WHAT YOU NEED TO DO ->
A - List each sign of flood damage that the passage on flood-damaged cars urges shoppers to look for.
B - From the passage on flood-damaged cars, reproduce the words starting with "Now the flood" and going on through "nationally, Banks said.".

TEXT FOR ANALYSIS ->
Shahan said there were cases of Nissan vehicles flooded by Hurricane Katrina auctioned as "new" as far away as California after that storm.
She urged shoppers to look for signs of flood damage, including engines that hesitate or run roughly, musty interior smells or signs of silt residue or premature rust.
Buyers should also run the vehicle information number through the National Motor Vehicle Title Information System at vehiclehistory.gov. Insurers, salvage pools, auctions and junkyards in all 50 states are required to report all total-loss vehicles to this federal database within 30 days, Shahan said.
For new vehicles or those still within the factory warranty period, shoppers who suspect flood damage should call the manufacturer to ask if they will honor the warranty, which is typically nullified for flooded cars. If the vehicle was registered as a flood vehicle, the manufacturer won't honor the warranty, and the buyer will know there is a problem.
Although properly restored and titled salvage or flooded vehicles can be an "economical option," consumers should understand what they are getting.
"There is always a chance that there will be problems down the road with corrosion or malfunctions in the electrical systems," said Bob Passmore, senior director at the Property Casualty Insurers Assn. of America.
Rising prices caused by the storm might be one reason why consumers would turn to such cheaper options or fall victim to an attractively priced vehicle with hidden flood damage.
Prices are already comparatively high for late-model used cars, according to industry analysts. That's because of the low number of new cars sold in 2009 and 2010, which also slowed the flow of trade-ins into the used-car market. Leases, a major source of used cars, nearly disappeared.
Now the flood of Sandy-damaged cars is putting more pressure on the tight supply of late-model cars. Prices will go up at least 0.5% to 1.5% in December, said Jonathan Banks, an analyst with the National Automobile Dealers Assn. The dealer group said that amounts to a little more than $50 to $175 for the average used vehicle.
Auto information company Edmunds.com has a much higher estimate, saying that used-car prices will climb $700 to $1,000 "in the short term."
The price hikes will be highest on the East Coast but felt nationally, Banks said.
"We have seen a trend for dealers, regardless of where they are located, buying inventory online, and that means that geography is not as important as in the past," he said. "It used to be that dealers would buy cars from a physical auction near their dealership."
Pulling such a huge number of vehicles out of the U.S. fleet will have an effect at the national level, Banks said.
The problem is compounded by at least tens of thousands of new cars that were destroyed both at dealerships and storage yards in parts of New York and New Jersey hit hardest by the storm.

SUPPLIED ENTRIES ->
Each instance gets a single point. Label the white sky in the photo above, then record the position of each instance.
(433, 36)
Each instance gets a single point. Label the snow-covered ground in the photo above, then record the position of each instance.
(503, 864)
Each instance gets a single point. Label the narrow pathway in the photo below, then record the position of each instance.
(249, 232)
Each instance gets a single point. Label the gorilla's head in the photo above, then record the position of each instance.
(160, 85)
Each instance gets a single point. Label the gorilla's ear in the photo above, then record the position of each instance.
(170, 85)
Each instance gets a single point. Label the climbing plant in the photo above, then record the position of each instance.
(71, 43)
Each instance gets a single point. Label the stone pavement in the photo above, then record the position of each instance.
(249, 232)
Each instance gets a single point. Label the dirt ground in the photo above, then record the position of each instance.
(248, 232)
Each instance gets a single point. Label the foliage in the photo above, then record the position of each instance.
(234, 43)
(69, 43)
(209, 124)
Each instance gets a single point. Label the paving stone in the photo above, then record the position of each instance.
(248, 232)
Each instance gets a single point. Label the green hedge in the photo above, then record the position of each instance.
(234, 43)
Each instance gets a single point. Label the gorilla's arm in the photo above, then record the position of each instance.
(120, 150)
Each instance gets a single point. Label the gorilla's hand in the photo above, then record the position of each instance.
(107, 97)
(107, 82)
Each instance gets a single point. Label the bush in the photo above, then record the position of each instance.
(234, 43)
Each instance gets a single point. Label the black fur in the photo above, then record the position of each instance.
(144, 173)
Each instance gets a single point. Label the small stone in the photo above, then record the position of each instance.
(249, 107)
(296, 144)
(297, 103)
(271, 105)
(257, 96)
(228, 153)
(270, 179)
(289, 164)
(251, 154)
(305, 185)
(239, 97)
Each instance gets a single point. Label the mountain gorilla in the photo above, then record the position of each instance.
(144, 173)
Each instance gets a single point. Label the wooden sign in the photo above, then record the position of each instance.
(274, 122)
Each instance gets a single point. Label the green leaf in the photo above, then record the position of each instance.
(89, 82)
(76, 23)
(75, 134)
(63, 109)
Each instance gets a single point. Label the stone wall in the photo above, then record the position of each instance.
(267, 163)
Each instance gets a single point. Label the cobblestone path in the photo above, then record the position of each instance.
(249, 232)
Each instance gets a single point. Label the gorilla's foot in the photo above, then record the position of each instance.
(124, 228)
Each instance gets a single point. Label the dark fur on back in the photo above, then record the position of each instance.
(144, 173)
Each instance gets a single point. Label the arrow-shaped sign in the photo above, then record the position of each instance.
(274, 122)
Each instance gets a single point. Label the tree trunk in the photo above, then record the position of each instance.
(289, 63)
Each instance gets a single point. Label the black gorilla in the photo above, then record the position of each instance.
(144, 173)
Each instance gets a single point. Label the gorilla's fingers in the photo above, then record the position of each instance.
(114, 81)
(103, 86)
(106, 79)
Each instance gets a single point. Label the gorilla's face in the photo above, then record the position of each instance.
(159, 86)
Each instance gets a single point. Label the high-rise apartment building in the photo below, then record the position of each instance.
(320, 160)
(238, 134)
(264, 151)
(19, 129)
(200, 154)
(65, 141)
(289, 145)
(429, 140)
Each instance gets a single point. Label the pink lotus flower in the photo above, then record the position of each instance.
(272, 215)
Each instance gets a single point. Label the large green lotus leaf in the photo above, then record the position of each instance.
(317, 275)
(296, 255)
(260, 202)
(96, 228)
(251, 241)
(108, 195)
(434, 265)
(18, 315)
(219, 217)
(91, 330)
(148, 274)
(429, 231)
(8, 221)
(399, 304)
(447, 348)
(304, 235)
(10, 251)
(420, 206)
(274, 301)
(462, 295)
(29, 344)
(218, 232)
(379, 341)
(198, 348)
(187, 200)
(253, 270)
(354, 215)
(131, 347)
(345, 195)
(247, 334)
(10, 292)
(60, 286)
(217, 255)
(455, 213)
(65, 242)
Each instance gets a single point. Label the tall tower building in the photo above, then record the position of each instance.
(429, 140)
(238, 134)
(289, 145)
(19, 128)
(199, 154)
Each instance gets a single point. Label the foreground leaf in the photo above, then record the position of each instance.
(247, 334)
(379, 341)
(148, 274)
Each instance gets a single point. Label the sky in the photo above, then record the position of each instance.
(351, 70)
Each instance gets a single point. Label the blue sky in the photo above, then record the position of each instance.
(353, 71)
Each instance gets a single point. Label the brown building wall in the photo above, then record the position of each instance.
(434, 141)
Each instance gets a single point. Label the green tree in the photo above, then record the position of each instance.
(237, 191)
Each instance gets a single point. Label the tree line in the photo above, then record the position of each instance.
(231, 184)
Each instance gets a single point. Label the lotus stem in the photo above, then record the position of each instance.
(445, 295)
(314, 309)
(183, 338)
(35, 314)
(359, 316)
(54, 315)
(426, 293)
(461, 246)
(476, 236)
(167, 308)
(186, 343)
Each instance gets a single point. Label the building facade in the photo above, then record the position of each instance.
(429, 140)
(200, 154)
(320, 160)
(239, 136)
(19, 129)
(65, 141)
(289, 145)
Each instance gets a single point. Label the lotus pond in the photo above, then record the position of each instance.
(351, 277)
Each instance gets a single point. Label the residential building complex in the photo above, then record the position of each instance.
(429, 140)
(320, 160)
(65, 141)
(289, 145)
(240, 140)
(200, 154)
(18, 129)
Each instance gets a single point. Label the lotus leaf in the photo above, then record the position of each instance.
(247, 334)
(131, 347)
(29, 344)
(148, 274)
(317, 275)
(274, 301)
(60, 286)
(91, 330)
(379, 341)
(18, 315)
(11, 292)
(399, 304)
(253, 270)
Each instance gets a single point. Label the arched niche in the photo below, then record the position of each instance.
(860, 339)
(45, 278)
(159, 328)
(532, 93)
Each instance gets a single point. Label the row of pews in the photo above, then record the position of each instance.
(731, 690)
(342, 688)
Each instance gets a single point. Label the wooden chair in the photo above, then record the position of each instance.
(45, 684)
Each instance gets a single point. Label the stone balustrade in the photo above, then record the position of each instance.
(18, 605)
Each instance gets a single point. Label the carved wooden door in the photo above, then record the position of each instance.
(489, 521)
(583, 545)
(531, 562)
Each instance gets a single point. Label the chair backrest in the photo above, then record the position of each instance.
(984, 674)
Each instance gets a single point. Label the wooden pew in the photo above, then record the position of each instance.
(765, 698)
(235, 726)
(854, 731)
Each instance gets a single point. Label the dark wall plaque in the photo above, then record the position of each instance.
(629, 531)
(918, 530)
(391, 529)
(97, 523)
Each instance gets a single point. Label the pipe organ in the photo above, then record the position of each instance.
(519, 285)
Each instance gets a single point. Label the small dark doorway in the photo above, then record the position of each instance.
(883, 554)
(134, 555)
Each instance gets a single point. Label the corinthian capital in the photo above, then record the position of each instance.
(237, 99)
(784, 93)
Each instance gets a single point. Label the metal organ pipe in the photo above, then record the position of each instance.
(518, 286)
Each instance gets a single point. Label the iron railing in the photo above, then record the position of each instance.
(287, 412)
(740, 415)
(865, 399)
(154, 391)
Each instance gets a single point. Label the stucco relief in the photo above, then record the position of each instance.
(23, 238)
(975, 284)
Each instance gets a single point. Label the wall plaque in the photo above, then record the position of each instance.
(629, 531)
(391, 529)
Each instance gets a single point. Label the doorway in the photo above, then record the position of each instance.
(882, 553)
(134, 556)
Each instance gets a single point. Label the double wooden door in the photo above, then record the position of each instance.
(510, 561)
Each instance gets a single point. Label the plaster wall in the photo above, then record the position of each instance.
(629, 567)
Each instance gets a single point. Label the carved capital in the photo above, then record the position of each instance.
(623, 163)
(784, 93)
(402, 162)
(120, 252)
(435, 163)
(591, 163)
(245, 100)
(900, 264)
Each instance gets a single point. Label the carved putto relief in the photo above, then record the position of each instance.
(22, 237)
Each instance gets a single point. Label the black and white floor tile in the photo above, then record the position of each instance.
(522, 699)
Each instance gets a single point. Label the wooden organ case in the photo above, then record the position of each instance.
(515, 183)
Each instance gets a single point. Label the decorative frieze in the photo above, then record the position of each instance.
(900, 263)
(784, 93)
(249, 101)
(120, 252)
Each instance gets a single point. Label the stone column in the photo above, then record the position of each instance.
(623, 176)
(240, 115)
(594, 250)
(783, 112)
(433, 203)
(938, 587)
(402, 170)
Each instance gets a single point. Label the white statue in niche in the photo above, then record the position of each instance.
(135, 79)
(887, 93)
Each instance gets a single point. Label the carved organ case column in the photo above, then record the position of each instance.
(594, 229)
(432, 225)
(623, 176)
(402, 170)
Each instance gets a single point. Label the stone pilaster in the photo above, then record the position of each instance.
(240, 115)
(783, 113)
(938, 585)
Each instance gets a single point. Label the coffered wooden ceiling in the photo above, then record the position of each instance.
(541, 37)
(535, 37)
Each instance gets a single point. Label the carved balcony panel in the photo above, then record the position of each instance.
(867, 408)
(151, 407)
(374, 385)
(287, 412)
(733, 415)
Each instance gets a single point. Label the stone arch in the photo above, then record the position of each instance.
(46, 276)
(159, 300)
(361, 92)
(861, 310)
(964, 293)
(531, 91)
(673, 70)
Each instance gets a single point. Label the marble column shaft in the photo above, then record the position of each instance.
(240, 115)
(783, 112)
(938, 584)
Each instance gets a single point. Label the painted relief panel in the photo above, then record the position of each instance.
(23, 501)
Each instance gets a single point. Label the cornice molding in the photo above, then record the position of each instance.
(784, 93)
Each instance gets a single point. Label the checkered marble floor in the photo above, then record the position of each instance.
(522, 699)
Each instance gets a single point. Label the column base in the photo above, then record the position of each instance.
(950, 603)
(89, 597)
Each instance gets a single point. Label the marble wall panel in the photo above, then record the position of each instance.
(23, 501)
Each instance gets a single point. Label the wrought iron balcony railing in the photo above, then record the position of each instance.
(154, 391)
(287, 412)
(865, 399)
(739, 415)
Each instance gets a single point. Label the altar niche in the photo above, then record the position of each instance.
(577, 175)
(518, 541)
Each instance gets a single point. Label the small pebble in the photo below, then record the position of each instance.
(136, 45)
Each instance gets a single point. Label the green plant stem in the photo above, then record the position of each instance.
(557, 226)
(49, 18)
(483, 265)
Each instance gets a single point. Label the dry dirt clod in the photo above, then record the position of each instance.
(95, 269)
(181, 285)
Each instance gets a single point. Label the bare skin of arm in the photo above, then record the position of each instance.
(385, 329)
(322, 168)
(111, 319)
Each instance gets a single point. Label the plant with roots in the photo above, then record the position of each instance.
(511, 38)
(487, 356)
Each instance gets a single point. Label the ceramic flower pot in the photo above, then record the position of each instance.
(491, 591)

EXPECTED RESULTS ->
A -
- Engines that hesitate or run roughly
- Musty interior smells
- Silt residue
- Premature rust

B -
Now the flood of Sandy-damaged cars is putting more pressure on the tight supply of late-model cars. Prices will go up at least 0.5% to 1.5% in December, said Jonathan Banks, an analyst with the National Automobile Dealers Assn. The dealer group said that amounts to a little more than $50 to $175 for the average used vehicle.
Auto information company Edmunds.com has a much higher estimate, saying that used-car prices will climb $700 to $1,000 "in the short term."
The price hikes will be highest on the East Coast but felt nationally, Banks said.